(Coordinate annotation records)

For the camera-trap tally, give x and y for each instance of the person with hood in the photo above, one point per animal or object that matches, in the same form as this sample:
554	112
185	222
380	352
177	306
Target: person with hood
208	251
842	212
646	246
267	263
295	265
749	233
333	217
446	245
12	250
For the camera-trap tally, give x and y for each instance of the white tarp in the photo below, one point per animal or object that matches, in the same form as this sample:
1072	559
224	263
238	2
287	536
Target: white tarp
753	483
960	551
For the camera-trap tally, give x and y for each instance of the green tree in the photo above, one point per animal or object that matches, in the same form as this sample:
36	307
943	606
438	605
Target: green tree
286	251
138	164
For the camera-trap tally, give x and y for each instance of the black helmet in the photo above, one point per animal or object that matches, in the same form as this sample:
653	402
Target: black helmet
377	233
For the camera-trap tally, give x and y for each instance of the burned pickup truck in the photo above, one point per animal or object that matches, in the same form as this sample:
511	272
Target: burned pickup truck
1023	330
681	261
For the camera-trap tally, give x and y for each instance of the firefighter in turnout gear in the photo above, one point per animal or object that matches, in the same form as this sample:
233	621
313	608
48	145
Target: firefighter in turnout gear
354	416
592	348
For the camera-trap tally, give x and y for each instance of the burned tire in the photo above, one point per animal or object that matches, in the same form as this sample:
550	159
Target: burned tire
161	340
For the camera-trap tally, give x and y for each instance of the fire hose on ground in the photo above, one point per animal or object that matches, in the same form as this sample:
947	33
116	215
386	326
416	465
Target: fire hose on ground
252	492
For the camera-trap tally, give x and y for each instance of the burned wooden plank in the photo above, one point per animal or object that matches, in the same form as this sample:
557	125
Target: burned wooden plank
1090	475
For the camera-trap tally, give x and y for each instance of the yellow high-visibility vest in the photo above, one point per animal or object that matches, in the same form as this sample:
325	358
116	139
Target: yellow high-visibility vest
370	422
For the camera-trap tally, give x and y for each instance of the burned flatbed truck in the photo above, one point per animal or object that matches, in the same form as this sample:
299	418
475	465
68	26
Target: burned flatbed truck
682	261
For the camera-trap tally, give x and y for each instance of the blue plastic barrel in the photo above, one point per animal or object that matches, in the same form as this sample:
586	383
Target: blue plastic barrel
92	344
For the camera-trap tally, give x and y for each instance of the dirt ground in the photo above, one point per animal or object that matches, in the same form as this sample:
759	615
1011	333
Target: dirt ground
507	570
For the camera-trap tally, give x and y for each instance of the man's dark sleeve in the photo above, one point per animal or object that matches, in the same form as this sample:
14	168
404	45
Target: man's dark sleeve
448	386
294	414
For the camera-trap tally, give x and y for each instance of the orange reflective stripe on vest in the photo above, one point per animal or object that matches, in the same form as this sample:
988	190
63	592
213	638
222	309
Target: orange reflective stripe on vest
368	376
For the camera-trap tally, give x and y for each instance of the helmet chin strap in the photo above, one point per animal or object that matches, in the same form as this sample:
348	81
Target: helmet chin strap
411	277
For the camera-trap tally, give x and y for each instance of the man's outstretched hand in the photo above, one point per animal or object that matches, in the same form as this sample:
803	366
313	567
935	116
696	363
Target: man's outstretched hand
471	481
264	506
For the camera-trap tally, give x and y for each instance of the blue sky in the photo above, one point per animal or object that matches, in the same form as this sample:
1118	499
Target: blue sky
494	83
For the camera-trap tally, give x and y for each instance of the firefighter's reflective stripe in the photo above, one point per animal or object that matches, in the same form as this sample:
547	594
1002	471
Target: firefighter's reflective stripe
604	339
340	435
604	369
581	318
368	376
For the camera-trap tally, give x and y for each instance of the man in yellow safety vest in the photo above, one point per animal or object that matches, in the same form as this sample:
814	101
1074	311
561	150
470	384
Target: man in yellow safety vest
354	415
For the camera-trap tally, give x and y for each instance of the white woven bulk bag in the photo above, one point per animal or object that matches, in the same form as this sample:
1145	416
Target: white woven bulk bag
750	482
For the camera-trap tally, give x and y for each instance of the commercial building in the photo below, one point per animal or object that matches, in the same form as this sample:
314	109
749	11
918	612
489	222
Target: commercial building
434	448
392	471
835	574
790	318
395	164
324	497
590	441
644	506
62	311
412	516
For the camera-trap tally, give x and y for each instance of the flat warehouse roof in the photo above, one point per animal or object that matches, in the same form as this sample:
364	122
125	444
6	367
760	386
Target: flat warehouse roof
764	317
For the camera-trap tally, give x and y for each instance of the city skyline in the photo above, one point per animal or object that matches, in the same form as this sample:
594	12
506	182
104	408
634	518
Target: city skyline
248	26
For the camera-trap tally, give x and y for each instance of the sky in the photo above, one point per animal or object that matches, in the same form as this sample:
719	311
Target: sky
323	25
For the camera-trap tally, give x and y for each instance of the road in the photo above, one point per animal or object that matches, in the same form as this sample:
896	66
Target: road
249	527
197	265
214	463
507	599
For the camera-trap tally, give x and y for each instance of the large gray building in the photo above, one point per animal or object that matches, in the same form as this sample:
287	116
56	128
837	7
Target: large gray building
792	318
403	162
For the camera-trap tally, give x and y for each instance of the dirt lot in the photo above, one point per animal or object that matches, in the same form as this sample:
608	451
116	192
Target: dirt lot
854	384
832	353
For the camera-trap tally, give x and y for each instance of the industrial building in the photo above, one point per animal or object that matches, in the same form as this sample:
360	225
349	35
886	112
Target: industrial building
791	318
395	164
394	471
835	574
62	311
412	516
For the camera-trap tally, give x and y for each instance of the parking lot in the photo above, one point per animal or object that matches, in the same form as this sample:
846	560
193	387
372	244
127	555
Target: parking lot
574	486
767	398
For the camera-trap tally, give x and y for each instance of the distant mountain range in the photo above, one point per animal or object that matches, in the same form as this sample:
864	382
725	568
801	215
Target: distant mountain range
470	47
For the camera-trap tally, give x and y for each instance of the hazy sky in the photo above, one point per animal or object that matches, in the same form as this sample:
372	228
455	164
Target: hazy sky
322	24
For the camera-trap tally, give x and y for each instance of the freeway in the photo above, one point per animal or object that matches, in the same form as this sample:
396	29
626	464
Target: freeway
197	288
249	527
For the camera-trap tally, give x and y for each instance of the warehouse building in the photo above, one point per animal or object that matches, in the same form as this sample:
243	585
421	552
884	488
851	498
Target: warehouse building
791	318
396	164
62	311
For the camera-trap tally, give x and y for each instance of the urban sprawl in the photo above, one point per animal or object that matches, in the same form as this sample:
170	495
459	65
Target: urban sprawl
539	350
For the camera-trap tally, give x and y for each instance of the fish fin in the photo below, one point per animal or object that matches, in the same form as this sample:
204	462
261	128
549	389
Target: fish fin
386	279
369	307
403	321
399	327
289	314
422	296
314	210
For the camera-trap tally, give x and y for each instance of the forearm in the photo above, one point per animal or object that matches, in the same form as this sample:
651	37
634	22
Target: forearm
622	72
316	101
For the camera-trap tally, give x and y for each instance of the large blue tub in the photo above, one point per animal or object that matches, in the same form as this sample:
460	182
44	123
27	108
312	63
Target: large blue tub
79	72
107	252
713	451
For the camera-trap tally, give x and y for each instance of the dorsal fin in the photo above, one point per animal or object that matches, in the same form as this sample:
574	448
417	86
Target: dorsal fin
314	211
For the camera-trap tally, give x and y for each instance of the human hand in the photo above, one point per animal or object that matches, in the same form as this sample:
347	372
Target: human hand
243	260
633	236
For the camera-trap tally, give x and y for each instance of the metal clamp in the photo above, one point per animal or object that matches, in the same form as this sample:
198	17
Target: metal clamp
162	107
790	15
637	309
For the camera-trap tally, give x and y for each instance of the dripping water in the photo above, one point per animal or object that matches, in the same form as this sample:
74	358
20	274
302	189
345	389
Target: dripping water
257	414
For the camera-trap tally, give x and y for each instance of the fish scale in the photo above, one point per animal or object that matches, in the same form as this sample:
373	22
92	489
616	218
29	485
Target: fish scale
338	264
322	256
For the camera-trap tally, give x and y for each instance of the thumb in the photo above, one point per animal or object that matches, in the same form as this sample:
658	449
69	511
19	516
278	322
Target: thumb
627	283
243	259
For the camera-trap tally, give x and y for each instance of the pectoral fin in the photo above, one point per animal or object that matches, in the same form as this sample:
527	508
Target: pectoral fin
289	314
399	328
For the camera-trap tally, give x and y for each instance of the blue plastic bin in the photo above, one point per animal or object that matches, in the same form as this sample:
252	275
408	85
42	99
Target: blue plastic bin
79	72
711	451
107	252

* Short task *
From the line containing "of the dripping" through the final line of the listing above, retype every line exactly; leave out everything else.

* Written solution *
For the camera-trap tally, give x and y for each instance of the dripping water in the photo above, one point per animal or object that matches, in the same form as this sample:
74	358
20	274
302	189
345	389
Target: dripping water
257	414
For the camera-trap tally, give x and y for each instance of the fish scale in the photo above, one point per animal or object that matches, in the same form as this sample:
373	22
92	489
616	218
29	485
Target: fish scale
338	264
322	256
For the camera-trap tally, give x and y for each instance of the thumb in the photo above, one point per animal or object that matches, in the same form as this sample:
658	449
69	511
19	516
278	322
Target: thumb
627	283
243	259
For the camera-trap tally, give x and y for each instance of the pectoral fin in the photo above, one point per animal or object that matches, in the same form as this sample:
527	508
Target: pectoral fin
289	314
399	328
For the camera-trap tally, give x and y for each instance of the blue plastic bin in the photo above, one point per animal or object that matches, in the same form as this sample:
252	275
408	85
42	99
Target: blue plastic bin
79	72
711	451
107	252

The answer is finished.